| REQUIRED ACTION 1 |
In the article about the Transplant Games, which event will Norma Knowles compete in?
| REQUIRED ACTION 2 |
Write a continuation of the article about the Transplant Games, starting after its last sentence.

| EXTRACT PROVIDED |
Three Columbians will go to Louisville, Ky., for the Transplant Games.
[Note: this story has been modified since its original posting.]
Jim Campbell practices racquetball for the 2006 Transplant Games at the MU Student Recreation Center. He will head to Louisville, Ky., on Tuesday for the competition. He has survived two kidney transplants. (NICOLE DEVERICH/ Missourian)
Jim Campbell has always been athletic. He started surfing, racing motorcycles and playing racquetball in his 20s. But after being diagnosed with Alport’s syndrome, a hereditary condition that causes progressive kidney damage, Campbell underwent a kidney transplant in 1974.
A year later, Campbell beat his transplant surgeon in a racquetball match, and he continues to improve his game by playing two or three times a week at the MU Student Recreation Center.
On Tuesday, Campbell will take his game on the road and compete in singles racquetball against other transplant patients at the 2006 Transplant Games in Louisville, Ky. The games open Friday and continue through Wednesday.
Campbell, an MU associate professor of family and community medicine, will join two other Columbians who have had kidney transplants: Norma Knowles and Eric Sherron.
Sherron is making his first trip to the games, and he plans to compete in the 100-meter run, 200-meter run, 50-meter freestyle swim, 50-meter breaststroke and volleyball.
Knowles, who has participated in four Transplant Games, will compete in bowling.
This year marks Campbell’s third appearance at the games. His wife, Anne Campbell, will march in the opening ceremonies because she’s an organ donor. When Jim Campbell needed a second kidney transplant in June 2003, she donated hers.

| INFORMATION SUPPLIED |
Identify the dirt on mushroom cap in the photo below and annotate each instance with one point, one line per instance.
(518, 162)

* * *

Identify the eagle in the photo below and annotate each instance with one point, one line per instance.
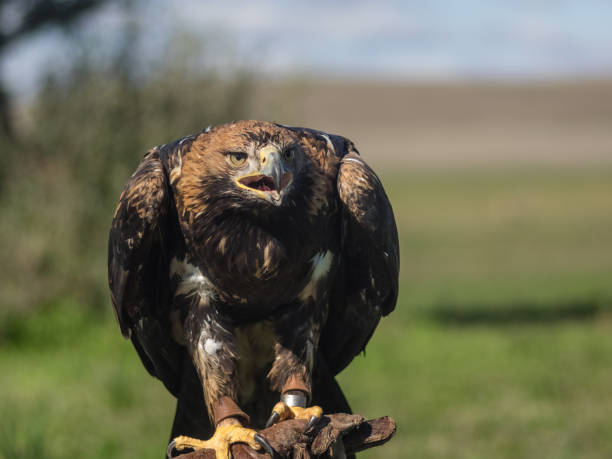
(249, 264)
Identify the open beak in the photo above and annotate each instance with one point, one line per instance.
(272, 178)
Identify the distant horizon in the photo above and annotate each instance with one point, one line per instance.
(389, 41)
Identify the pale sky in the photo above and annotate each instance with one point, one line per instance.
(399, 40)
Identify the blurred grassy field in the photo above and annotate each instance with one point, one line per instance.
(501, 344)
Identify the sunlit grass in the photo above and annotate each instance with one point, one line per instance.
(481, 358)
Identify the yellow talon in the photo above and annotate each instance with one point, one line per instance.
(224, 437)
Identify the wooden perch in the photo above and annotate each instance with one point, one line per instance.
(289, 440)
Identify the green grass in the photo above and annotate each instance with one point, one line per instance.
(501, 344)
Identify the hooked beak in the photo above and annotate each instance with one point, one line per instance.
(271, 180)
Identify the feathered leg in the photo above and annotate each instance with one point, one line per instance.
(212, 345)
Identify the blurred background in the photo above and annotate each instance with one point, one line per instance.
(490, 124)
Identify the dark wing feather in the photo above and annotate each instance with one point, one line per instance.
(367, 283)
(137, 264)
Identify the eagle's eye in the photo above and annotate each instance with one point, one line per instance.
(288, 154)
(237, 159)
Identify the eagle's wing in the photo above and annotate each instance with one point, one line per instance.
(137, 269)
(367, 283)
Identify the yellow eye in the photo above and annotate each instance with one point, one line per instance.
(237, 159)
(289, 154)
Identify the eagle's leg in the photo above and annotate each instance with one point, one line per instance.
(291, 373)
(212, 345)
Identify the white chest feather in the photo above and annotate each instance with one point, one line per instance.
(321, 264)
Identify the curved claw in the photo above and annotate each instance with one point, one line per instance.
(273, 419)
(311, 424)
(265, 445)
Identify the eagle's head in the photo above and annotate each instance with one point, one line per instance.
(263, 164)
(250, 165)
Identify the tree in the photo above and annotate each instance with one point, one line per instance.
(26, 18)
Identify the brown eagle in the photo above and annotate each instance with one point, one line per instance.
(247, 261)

--

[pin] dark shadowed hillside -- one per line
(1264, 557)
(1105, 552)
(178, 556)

| WRITTEN RESPONSE 1 |
Bowling.

| WRITTEN RESPONSE 2 |
“I can remember the physician coming in and telling me that it looked like this kidney is not going to keep going much longer,” Jim Campbell said. “I was just sitting on the exam table, and my wife said, ‘I want to be tested to be a donor.’”
As of Wednesday, 54 people were on University Hospital’s waiting list for a kidney transplant. There are 2,065 people waiting for vital organs in Missouri, and 92,230 nationally, according to the Organ Procurement and Transplantation Network.
The Transplant Games, held for the first time in 1990, is sponsored by the National Kidney Foundation. It is not a fundraiser, but rather an opportunity for camaraderie among those who have had transplants and a chance to thank donors and families of deceased donors. The event is also designed to raise awareness about the need for transplant donors and demonstrate the success of organ transplantation.
“For the most part,” Jim Campbell said, “people go there just to celebrate the fact that you can remain vertical.”